DOCUMENT SECTION
3D Printing

3D printed guns: a growing threat on the UK streets

5th December 2022
Sheryl Miles

Advancements in the 3D printing industry are accelerating at a rapid rate, and the technology’s capability is seemingly limitless. Most of these advancements are positive steps forward, and they are geared towards the betterment of society.

3D printing technology has been used to build schools for underprivileged children, replace parts on space rockets … and even give new limbs to animals. It’s safe to say that the technology is a fascinating and evolving area, and one which is only likely to grow.

But, as with anything that gains popularity, there will always be a way to use it for bad, and police in the UK are taking note of a slow-rising trend – the 3D printed gun.

With 3D printers becoming cheaper and technology making the lives of consumers easier every day, it means that to produce anything in 3D is becoming simpler. 3D printers work by taking information from a computer-aided design (CAD) programme and then building whatever design it has been programmed to create in a layering process.

EXTRACTED RECORDS
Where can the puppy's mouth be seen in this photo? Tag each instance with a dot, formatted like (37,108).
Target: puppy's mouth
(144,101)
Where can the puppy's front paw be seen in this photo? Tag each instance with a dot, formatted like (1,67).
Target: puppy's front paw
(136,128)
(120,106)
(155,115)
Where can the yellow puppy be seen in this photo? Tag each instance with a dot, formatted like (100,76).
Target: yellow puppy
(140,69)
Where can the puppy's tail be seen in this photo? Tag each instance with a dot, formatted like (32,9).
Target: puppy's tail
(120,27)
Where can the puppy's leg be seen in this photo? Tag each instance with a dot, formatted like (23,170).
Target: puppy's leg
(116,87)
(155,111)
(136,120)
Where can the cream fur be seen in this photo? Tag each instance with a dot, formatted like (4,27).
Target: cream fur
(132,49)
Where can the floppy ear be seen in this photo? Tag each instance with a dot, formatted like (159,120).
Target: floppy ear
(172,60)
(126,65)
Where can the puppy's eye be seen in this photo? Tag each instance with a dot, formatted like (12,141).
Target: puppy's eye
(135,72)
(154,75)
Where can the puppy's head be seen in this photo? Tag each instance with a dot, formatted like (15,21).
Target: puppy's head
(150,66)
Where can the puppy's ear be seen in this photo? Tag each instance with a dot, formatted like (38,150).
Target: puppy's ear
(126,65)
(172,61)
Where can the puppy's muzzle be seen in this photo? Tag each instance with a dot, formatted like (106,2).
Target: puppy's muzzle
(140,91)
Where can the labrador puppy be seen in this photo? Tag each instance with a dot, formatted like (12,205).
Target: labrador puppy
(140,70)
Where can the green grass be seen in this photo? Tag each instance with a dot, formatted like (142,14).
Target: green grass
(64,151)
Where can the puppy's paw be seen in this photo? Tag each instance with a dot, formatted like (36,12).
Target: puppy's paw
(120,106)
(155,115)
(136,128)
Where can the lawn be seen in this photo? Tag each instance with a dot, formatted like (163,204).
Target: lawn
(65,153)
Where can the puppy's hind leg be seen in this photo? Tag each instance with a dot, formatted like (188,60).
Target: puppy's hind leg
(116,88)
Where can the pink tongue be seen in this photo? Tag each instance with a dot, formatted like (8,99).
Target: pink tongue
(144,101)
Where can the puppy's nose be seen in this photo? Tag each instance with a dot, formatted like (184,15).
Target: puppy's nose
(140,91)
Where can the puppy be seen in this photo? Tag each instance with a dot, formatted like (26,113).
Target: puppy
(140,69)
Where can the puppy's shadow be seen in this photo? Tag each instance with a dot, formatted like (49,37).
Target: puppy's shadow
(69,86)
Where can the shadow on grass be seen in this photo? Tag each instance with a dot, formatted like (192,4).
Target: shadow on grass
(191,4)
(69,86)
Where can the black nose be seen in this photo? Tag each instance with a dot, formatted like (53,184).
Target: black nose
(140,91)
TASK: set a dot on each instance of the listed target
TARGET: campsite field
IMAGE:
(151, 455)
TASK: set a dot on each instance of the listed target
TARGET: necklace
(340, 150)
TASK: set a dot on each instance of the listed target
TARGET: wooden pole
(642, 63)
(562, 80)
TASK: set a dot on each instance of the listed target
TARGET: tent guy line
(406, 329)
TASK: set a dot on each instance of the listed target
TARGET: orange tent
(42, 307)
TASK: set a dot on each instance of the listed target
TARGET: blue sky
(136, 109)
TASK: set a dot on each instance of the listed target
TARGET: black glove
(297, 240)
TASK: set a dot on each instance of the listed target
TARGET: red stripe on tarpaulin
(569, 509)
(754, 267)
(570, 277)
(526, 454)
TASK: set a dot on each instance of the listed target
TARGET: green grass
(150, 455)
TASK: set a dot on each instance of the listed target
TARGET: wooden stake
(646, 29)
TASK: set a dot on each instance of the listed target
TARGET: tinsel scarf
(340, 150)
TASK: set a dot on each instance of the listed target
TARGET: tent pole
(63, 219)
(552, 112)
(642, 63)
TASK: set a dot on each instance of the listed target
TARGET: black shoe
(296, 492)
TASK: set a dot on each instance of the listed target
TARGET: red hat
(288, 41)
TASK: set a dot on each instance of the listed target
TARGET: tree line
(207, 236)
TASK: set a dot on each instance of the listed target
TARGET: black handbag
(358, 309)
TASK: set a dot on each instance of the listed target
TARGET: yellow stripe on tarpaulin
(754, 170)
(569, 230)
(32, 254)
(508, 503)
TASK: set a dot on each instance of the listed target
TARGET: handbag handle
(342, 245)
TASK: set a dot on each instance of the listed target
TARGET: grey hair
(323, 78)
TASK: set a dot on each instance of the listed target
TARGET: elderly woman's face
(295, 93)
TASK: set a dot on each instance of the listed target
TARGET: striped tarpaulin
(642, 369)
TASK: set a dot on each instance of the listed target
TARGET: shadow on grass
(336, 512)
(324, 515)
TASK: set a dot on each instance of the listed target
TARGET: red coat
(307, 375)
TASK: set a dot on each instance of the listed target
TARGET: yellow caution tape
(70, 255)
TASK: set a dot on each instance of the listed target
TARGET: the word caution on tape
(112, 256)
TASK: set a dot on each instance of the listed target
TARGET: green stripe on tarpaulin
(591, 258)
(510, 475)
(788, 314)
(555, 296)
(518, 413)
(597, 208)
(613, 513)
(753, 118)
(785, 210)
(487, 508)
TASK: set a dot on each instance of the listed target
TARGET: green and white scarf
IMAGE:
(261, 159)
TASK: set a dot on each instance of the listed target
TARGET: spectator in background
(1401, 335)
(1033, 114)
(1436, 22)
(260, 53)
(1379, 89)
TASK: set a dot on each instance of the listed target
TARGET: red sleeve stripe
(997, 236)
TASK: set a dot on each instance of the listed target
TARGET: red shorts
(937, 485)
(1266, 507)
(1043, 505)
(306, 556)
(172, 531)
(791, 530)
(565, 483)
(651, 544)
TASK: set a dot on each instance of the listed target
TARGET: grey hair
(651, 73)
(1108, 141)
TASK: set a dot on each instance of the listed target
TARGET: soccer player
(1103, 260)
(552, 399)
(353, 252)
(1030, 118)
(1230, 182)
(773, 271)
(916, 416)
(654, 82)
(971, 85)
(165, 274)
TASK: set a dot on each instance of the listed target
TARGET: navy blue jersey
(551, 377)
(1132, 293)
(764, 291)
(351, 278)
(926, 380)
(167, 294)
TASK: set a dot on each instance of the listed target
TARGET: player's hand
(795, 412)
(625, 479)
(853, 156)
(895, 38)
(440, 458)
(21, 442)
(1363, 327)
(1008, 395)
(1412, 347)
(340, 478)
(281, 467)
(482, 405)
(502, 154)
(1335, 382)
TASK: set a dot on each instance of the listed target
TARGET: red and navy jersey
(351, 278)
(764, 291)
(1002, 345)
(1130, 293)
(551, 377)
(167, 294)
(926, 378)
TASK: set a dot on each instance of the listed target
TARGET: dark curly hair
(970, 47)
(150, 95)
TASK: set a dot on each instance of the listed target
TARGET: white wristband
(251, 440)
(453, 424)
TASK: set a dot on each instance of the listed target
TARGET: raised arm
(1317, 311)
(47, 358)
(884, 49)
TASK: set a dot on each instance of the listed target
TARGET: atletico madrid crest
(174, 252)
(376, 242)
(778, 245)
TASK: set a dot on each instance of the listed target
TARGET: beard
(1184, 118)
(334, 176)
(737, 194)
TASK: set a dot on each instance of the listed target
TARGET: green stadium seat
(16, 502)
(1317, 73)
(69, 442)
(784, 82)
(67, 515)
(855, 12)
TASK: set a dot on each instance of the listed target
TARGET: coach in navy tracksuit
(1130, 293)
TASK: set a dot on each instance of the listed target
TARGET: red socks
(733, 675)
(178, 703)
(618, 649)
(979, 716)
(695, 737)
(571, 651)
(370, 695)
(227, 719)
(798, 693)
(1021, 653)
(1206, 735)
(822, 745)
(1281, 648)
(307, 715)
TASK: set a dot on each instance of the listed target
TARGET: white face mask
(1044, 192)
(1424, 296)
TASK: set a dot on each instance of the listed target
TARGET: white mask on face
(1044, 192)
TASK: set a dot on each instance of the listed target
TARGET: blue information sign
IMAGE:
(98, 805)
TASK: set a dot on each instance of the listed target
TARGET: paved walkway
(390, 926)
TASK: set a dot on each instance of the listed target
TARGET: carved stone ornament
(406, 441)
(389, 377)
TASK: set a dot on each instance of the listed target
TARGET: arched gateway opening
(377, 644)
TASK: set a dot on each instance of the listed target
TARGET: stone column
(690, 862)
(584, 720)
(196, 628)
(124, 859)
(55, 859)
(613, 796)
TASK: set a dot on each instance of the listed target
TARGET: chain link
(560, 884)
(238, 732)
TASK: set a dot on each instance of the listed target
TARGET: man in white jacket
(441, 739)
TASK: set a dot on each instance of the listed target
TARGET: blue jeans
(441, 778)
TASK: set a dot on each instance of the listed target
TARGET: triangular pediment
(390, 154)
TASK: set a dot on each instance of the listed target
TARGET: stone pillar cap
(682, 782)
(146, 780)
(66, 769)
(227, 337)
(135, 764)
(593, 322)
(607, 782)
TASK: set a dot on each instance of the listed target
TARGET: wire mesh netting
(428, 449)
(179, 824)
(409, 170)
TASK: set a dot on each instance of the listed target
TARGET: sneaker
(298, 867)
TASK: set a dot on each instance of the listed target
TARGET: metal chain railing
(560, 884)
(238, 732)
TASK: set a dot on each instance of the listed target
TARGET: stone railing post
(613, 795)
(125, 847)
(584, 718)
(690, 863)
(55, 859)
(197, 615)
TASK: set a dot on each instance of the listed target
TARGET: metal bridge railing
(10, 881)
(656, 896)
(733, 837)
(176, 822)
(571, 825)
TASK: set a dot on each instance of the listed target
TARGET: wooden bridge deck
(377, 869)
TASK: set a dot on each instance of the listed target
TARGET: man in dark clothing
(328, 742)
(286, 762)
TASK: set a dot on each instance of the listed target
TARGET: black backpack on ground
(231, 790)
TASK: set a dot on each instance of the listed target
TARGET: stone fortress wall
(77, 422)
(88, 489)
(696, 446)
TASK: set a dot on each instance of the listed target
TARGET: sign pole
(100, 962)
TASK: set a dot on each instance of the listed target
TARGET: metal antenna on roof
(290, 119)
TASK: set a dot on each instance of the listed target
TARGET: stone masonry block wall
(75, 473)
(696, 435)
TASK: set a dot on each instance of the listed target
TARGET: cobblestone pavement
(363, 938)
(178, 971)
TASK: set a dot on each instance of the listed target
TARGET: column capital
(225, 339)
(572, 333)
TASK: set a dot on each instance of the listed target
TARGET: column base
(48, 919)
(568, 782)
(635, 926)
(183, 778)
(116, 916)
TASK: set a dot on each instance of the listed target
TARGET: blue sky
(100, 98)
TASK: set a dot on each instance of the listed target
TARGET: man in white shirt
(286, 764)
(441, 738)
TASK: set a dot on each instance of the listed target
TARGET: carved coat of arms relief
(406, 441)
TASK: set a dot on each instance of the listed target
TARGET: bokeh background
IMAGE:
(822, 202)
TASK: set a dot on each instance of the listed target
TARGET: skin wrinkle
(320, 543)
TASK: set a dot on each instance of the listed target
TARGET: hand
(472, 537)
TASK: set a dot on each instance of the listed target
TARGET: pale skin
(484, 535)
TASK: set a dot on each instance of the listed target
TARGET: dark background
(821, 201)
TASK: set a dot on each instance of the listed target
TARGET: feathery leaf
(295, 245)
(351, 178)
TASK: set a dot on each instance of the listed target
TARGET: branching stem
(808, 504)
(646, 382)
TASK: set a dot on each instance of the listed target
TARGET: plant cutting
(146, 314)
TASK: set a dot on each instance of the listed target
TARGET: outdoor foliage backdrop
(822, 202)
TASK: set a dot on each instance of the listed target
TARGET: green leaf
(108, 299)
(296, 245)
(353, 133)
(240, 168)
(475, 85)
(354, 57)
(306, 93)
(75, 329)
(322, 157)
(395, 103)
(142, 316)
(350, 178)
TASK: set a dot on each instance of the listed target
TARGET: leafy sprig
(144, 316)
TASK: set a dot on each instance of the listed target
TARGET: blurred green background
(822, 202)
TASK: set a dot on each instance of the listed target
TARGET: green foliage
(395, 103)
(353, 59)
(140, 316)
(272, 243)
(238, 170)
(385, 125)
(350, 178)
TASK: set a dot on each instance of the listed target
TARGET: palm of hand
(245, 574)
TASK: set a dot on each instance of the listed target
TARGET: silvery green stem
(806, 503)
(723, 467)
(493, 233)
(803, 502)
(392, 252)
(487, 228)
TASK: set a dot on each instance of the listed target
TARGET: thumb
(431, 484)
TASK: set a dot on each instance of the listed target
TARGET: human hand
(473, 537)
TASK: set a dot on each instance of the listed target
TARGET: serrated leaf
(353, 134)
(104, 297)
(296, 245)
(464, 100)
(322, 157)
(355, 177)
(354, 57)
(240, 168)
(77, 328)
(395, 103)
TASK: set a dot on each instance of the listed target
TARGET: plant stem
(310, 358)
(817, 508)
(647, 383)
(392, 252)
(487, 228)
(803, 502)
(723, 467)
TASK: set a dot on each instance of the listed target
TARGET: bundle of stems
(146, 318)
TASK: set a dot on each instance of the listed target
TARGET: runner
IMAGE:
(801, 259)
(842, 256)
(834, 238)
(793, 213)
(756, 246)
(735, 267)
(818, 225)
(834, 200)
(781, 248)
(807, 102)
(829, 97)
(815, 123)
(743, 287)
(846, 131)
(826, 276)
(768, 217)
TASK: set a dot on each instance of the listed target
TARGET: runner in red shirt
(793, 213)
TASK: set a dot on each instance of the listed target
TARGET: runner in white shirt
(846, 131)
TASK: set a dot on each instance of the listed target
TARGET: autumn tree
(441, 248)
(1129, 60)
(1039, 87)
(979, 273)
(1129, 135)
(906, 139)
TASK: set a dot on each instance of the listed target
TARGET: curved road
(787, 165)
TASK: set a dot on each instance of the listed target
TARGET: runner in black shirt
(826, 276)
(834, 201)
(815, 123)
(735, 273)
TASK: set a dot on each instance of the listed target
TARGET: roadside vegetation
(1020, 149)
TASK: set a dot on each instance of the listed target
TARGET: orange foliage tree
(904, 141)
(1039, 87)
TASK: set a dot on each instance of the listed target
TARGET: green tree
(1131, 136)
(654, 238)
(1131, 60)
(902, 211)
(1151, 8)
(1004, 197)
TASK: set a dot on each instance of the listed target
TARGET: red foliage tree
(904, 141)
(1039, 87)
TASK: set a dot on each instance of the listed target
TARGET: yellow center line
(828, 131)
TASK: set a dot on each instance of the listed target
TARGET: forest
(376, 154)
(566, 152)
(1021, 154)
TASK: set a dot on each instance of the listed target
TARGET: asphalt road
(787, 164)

EXERCISE
Please write out the part of the 3D printed guns article above that begins at the words "3D printed guns: a" and stops after "3D printed gun.".

TASK SOLUTION
3D printed guns: a growing threat on the UK streets

5th December 2022
Sheryl Miles

Advancements in the 3D printing industry are accelerating at a rapid rate, and the technology’s capability is seemingly limitless. Most of these advancements are positive steps forward, and they are geared towards the betterment of society.

3D printing technology has been used to build schools for underprivileged children, replace parts on space rockets … and even give new limbs to animals. It’s safe to say that the technology is a fascinating and evolving area, and one which is only likely to grow.

But, as with anything that gains popularity, there will always be a way to use it for bad, and police in the UK are taking note of a slow-rising trend – the 3D printed gun.